Records from a data collection:
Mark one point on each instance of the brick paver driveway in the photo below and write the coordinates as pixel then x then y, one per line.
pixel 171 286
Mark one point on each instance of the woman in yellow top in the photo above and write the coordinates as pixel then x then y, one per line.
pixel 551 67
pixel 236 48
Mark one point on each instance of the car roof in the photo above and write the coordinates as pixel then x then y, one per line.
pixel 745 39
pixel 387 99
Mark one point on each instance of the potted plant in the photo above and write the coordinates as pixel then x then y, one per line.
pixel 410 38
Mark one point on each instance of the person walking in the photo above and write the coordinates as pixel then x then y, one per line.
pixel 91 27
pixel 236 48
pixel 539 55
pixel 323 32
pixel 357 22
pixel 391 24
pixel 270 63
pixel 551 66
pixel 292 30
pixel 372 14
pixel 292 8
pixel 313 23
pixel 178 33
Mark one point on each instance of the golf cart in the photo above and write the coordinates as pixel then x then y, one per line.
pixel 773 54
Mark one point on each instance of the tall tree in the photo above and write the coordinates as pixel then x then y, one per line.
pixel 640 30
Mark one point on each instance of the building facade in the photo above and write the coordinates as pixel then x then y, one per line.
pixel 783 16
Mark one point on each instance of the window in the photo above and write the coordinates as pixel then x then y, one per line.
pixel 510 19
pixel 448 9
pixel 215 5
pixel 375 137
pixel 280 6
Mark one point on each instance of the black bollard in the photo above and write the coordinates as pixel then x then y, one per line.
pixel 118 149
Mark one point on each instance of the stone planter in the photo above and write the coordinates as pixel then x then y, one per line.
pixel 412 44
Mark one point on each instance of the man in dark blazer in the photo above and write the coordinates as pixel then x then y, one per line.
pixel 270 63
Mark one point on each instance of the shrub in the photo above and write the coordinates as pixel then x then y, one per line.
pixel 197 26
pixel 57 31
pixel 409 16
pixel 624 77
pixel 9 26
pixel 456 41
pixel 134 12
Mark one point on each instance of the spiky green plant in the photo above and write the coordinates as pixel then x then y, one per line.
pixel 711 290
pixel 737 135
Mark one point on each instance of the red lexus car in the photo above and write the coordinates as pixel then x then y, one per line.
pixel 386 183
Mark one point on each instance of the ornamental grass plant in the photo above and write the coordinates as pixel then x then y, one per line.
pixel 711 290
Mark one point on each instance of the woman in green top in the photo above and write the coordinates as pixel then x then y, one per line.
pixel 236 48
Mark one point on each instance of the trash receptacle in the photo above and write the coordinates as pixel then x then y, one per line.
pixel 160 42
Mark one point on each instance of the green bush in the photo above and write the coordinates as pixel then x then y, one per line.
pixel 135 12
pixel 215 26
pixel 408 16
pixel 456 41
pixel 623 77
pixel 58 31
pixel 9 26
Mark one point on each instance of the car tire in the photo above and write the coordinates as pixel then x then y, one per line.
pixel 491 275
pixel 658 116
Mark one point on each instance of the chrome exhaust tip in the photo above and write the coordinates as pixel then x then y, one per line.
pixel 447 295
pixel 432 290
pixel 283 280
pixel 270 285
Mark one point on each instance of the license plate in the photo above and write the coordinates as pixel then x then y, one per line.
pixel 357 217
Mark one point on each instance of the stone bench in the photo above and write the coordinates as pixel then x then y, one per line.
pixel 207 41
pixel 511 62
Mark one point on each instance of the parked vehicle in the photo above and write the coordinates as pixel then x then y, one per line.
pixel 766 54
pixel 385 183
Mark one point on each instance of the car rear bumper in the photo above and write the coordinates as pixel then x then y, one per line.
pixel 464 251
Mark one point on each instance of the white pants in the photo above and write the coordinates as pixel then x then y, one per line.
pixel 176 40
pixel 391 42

§ REQUIRED ACTION:
The result should consist solely of the lines from the one that contains "Mark one point on each instance of the stone bench" to the last line of the records above, reproduced exactly.

§ ANSWER:
Mark one point on each instance of the stone bench in the photo above and write the coordinates as pixel then x then y, one per line.
pixel 207 41
pixel 511 62
Mark one point on each instance of the parked vehicle in the photo above and write the coordinates as pixel then x then y, one per line.
pixel 766 54
pixel 385 183
Mark one point on each instance of the car rear bumper in the photo above and write the coordinates as pixel then x then y, one per line.
pixel 464 251
Mark one point on each instance of the white pants in the photo above and write the coordinates as pixel then x then y, one per line.
pixel 176 40
pixel 391 42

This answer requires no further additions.